## GIVEN PASSAGE
# early morning pre-(HIIT)workout meal



## krazy (Oct 27, 2004)

I am going to start a HIIT workout 3 days per week in the morning (and weights on 3 other days). I wake up around 6:15am and I'm at the gym by 7. I need advice on a preworkout meal which can be digested fast which will maximize the positive fat burning effects of HIIT. Needless to say I wish to retain as much LBM as possible. I've read that a glutamine+whey+dextrose+creatine shake is good, which goes against the whole "cardio on an empty stomach" thing, but I guess HIIT isn't your normal CV workout anyway. 

  What advice can you give for this early morning preworkout meal? Will taking an ECA stack with this meal negate the benefits of ECA?


----------



## bulletproof1 (Oct 27, 2004)

some here say do cardio on an empty stomach and some say never do cardio on an empty stomach for fear of losing lbm. i say do what works best for you. we rarely agree around here.


----------



## Tom_B (Oct 27, 2004)

I'm like you and do my HIIT after my breafast, I usually have a shake of 200ml of skim milk, 1 pear, 1 scoop of whey and 1 pckg of thin rolled oats. (the regular no sugar added kind) 
I'm bulking right now, so I guessf or you you could use
200ml of low carb milk, or soy milk, 1 scoop of whey and some thin rolled oats (thin rolled is better to help with digestion)
eating this you should wait for as little as 30 minutes beforehand so I think it'll work out fine for ya.

## CHALLENGES
1 > According to the forum thread on an early-morning pre-HIIT meal, why should the oats in the shake be thin rolled? Answer in one to three sentences.
2 > Resume the forum thread on an early-morning pre-HIIT meal, picking up right after its last sentence.
The listing that comes next isn't needed for anything here.

(Object location annotation data)
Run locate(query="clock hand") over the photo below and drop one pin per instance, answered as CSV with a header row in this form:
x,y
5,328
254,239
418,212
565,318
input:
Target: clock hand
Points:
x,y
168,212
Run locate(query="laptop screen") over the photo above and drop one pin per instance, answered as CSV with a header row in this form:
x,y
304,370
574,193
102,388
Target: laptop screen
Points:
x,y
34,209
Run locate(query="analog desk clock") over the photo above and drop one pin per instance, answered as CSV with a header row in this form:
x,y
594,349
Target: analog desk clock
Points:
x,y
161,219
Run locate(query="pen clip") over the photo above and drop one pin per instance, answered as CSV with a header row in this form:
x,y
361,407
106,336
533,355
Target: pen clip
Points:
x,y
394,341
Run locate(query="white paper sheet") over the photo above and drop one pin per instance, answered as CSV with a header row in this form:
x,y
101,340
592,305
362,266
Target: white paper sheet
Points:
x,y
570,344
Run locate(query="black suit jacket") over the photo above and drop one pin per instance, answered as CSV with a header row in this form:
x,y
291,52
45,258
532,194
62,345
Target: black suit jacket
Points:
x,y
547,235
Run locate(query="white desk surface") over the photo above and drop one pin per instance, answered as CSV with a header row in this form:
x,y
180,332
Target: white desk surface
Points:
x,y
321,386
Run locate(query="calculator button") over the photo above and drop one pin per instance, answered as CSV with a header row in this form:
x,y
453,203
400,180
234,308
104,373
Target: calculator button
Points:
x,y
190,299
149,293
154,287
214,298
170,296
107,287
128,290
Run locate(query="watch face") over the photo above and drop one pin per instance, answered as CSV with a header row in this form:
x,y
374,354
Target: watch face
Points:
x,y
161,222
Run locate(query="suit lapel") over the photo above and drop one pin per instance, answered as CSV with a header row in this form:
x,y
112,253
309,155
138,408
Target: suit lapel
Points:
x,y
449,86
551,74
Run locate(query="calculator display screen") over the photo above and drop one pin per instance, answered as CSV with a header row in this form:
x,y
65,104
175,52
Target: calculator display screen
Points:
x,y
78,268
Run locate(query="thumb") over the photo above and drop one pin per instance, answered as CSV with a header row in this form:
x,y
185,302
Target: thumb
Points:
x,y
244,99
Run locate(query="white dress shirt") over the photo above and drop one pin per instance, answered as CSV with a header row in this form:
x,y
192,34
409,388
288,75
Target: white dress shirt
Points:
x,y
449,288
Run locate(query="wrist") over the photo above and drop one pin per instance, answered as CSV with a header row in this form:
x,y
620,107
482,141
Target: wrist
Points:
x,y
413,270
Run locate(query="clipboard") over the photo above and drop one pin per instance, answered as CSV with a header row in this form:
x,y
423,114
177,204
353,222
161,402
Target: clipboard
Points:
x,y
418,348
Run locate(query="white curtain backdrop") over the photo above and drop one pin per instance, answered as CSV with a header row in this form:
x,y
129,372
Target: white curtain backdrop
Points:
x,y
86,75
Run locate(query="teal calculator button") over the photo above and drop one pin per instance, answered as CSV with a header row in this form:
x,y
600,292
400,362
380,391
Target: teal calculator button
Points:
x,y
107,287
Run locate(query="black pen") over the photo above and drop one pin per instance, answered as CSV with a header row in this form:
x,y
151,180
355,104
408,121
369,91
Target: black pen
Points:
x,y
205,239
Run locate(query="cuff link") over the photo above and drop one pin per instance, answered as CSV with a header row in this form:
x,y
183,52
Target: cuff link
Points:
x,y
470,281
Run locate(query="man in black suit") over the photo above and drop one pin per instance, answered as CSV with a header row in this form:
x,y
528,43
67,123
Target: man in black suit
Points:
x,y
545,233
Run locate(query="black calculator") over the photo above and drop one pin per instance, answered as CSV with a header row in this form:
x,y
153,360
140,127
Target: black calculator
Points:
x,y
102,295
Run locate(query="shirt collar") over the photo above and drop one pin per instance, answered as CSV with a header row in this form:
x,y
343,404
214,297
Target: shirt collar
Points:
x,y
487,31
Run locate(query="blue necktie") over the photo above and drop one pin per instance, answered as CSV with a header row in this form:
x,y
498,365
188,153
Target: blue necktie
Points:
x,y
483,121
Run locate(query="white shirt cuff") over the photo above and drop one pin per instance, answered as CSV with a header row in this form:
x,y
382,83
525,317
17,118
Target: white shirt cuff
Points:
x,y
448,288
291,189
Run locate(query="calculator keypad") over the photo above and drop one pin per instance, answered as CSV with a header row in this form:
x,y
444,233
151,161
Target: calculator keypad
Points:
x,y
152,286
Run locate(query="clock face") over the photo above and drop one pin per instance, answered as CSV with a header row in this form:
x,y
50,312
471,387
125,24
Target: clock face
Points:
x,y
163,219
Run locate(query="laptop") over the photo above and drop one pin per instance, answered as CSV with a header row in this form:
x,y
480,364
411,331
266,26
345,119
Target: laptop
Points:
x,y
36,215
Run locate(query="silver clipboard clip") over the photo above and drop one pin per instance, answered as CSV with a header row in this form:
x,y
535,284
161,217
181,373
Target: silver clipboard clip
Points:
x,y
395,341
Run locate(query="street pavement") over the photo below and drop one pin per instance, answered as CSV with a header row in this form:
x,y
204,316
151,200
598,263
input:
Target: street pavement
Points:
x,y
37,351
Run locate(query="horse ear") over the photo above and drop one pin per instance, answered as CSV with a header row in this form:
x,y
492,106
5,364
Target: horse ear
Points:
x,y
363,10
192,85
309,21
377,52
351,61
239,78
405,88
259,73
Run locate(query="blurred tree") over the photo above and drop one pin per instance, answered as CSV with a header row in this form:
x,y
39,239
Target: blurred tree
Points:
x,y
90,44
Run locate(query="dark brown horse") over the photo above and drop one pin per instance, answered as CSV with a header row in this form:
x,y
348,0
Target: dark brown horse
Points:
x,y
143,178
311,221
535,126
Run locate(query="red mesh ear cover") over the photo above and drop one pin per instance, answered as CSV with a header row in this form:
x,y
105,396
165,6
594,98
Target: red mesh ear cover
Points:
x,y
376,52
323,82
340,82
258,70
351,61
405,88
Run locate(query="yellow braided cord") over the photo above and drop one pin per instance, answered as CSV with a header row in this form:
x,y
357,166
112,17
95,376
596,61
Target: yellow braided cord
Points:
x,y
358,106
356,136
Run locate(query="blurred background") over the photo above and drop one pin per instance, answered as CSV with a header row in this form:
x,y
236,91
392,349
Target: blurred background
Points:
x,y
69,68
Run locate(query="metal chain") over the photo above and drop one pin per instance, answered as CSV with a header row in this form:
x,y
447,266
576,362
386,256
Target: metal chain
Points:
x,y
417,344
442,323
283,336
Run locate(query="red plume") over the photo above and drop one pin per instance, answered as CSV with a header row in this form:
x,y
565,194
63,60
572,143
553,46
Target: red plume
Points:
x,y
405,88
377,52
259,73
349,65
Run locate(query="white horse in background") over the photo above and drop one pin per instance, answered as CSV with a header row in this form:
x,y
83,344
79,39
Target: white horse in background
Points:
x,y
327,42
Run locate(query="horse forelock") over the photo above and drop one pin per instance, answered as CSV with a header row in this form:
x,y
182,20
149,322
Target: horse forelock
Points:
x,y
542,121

## RESPONSES PER TASK
1 > Thin rolled oats are recommended because they help with digestion. That matters here because the original poster wants a meal that can be digested fast before the morning workout.

2 >
----------



## krazy (Oct 28, 2004)

cool thanks guys


----------



## Tom_B (Oct 28, 2004)

opps I just re read my post, I meant to put unsweetned soy milk  sorry about that.
I guess I should explain the thin rolled oats thing in more detail 
Thin rolled oats is *only *better when you want them to digest quicker, and since your waitng about 45 minutes before hitting the gym, thin rolled oats are defintly the better choice. And since they digest faster then regualr rolled oats, there also good for post workout.
Hope ya like the shake, I had it this morning (without the pear) and it was still great or at least in my opinion


----------



## BulkMeUp (Oct 28, 2004)

krazy said:
			
		

> . I've read that a glutamine+whey+dextrose+creatine shake is good,


Gultamine should not be taken along with creatine. you should wait about 30mins after taking creatine before taking glutamine. This is for better absorption. Besides that sounds more like a pwo shake.


----------



## LAM (Oct 28, 2004)

BulkMeUp said:
			
		

> Gultamine should not be taken along with creatine. you should wait about 30mins after taking creatine before taking glutamine. This is for better absorption. Besides that sounds more like a pwo shake.



glutamine does not effect the absoption of creatine, that is a very old myth...


----------



## BulkMeUp (Oct 28, 2004)

LAM said:
			
		

> glutamine does not effect the absoption of creatine, that is a very old myth...


Oh.. i see.. thanks for the clarification LAM. I thought i read somewhere that they both use the same pathways (or somethings like that) and was suggested not to have them together.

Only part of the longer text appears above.